## STUDY QUESTIONS
1. In the menopause account, condense the paragraph beginning "Now I've always been chubby" into a brief bulleted list that keeps its main facts.
2. Pick up the menopause account after its last sentence and keep writing it.

I was sitting in my office today, my short term memory

on the fritz, a little flushed,and wondering why.

Yet sadly I knew why, perimenopausal, menopause, whatever.

I am there. Doctors explain in clinical terms all that

body will now be going through. Yipppeee.

Depletion in hormones, mood swings, hot flashes, short

term memory blurs,weight gain, weight loss, chin hairs.

My hormones aren't depleting, they're jumping ship and not

leaving a forwarding address. Hot flashes what a huge ball

of fun. I was standing in line in a store not to long ago,

when that warm flush starts near my knees and creeps

slowly upward, till there is a rivulet of sweat running

from scalp down my back, all the way down till it hits my

waistband and then the sweat has found the next venue, yep

off my scalp, down my neck into my bra. It's so attractive.

Curiously I sneak a glance at the next person in line. They

don't seem to be sweating like a pony at the Kentucky

Derby in the home stretch. I am fanning myself hard enough

that I could make Tinkerbell fly. Finally by the grace of

God the line moves quickly and I could flee outside. Yep,

outside, anticipating the coolness. Only this is Fl. and

it's friggin' 84* outside.

Now I've always been chubby,sans the 4 years I weightlifted

my way to a single digit in clothes. So I can only say that

menopause has not helped my chubbiness. It's harder to lose

weight.


Mood swings haven't really been an issue for me, I mean I'm

usually a bitch, so really only my voice projection has

increased slightly from time to time.

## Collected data
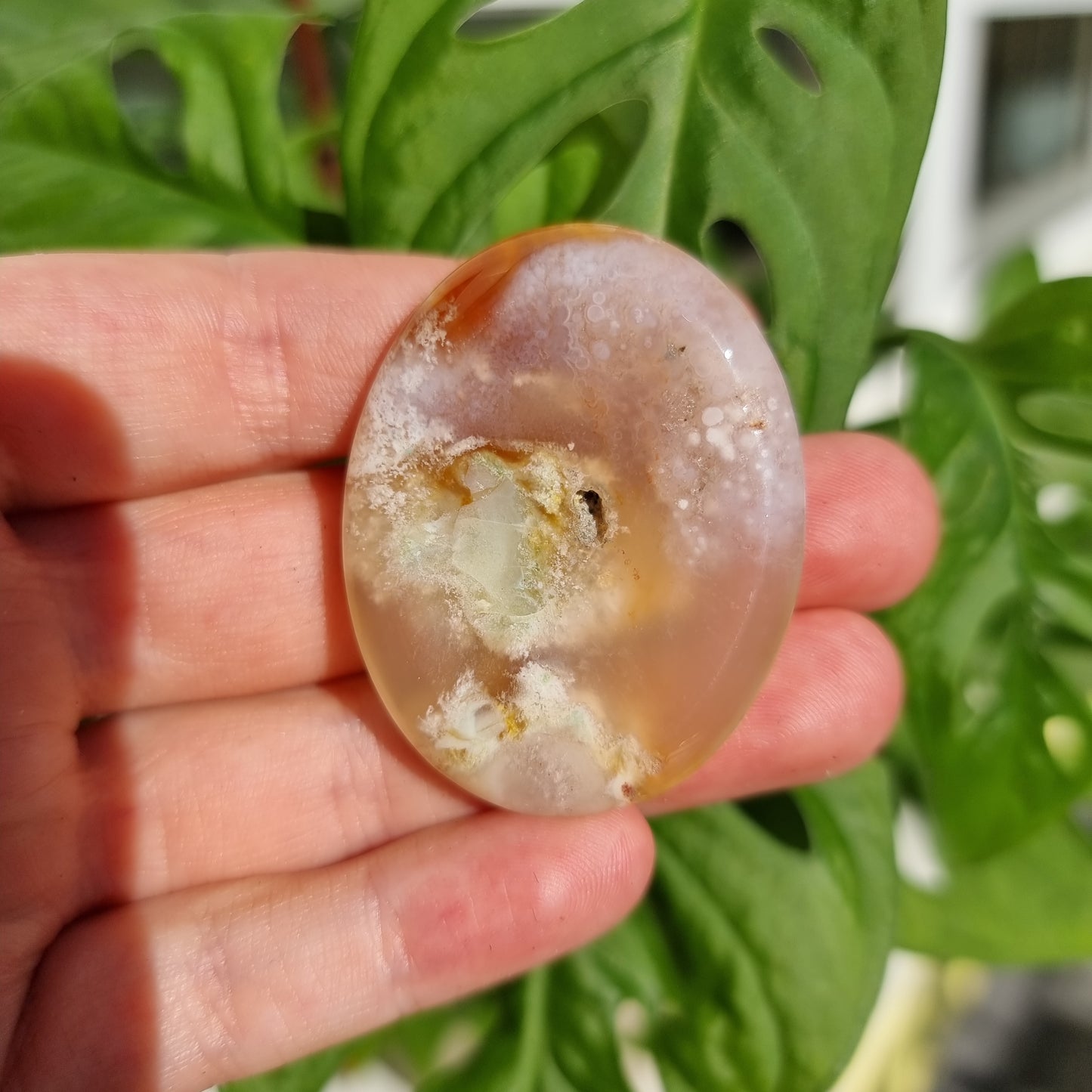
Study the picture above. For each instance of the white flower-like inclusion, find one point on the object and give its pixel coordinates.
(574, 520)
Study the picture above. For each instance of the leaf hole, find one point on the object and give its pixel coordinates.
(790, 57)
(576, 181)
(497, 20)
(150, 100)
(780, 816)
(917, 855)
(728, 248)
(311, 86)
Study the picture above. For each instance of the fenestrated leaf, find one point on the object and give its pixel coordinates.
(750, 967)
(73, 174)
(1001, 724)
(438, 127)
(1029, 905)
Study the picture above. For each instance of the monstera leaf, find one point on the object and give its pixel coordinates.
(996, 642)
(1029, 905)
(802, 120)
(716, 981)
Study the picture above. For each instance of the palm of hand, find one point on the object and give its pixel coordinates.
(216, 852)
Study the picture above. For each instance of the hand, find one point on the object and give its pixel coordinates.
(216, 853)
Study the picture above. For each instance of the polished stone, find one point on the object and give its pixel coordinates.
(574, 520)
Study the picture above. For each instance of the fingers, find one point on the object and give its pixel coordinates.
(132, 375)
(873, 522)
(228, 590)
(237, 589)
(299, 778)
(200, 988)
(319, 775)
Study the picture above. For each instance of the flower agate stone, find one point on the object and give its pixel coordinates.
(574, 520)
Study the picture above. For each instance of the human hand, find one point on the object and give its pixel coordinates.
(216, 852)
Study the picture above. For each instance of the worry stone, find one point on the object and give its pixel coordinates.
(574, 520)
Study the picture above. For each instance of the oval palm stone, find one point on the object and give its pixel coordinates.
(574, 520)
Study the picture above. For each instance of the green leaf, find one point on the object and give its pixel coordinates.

## ANSWERS BELOW
1.
- I have always been chubby.
- The exception was 4 years of weightlifting that got me down to a single-digit clothing size.
- Menopause has not helped my chubbiness.
- Losing weight is now harder.

2.
Yeah, uh, okay, possibly my temper does get a little

testy when my family yells to me from the other end of the

house and I have no bloody clue what the hell their saying

and then they get clippy with me because they have to

repeat themselves. Or when I go to bed leaving a clean

kitchen only to wake to find that there was a party in my

kitchen as I slept and look, oh goody, they left me the

dirty dishes,a dirty stove and enough bread crumbs to out do

Hansel & Gretel.

I had heard the folklore of chin hairs and was somewhat

skeptical. They come one at a time or in a pack. At first

I was kind of mesmerized. Then I was filled with abject

horror,and mentally thinking-- WTF !!

Usually most of us have handled 40 plus years of our cycle,

then the damn elves show up one day, they sneak in and

carry away our eggs one at a time, suck up our hormones

and leave.

I listen to those still filled with eggs and hormones as

they complain about their cycle. Lucky them, seriously.

They truly have no clue what's in store. Because they

can only imagine it.

Perky breasts, taut skin, ovulating, their cycle, all

will be replaced with an older woman they don't recognize.

Yet she'll remember them very well.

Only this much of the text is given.